(begin)
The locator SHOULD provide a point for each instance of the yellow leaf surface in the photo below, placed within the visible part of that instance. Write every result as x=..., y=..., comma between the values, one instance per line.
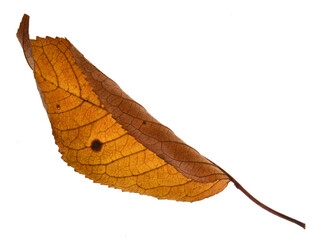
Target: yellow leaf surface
x=104, y=134
x=103, y=148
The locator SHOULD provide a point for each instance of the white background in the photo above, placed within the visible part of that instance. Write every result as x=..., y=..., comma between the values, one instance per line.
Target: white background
x=237, y=80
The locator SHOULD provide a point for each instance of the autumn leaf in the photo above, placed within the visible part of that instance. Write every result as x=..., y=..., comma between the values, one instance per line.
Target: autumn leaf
x=104, y=134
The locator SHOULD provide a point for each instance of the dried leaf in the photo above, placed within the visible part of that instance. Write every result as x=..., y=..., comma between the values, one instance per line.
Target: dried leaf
x=105, y=135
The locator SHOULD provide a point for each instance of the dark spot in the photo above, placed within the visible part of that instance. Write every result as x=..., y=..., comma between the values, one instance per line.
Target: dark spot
x=96, y=145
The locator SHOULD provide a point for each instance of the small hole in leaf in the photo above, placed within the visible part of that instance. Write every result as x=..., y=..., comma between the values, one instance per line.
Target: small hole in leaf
x=96, y=145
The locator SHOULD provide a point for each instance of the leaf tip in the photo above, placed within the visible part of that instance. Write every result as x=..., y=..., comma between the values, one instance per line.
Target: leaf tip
x=23, y=37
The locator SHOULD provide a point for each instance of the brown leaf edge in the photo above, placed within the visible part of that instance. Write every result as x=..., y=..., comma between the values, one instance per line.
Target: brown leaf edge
x=23, y=37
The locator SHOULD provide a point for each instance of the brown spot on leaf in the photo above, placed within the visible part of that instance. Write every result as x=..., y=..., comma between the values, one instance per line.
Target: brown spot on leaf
x=96, y=145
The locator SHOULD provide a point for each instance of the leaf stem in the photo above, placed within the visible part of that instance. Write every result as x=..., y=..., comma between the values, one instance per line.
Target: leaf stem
x=239, y=186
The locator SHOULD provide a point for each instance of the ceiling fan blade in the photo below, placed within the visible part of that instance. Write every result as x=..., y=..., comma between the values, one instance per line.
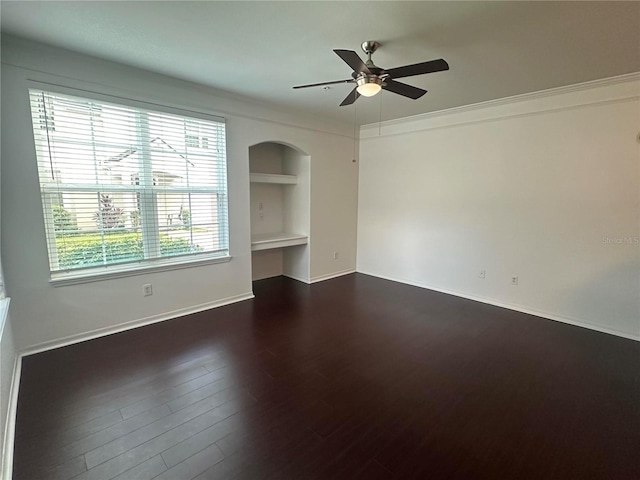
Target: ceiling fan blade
x=350, y=80
x=352, y=59
x=349, y=99
x=403, y=89
x=418, y=69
(end)
> **EXERCISE**
Can you convert everything from the start of the records down to the line containing "x=103, y=148", both ends included, into a Markdown table with the columns Row and Text, skipping blank lines and leaving the pictures out?

> **CORRECT RESPONSE**
| Row | Text |
|---|---|
| 1 | The locator SHOULD provide a point for each instance of the yellow leaf surface in the photo below, placed within the visible part of that instance. Write every result as x=..., y=..., comma between the values, one instance per line. |
| 2 | Target: yellow leaf surface |
| 3 | x=104, y=134 |
| 4 | x=103, y=148 |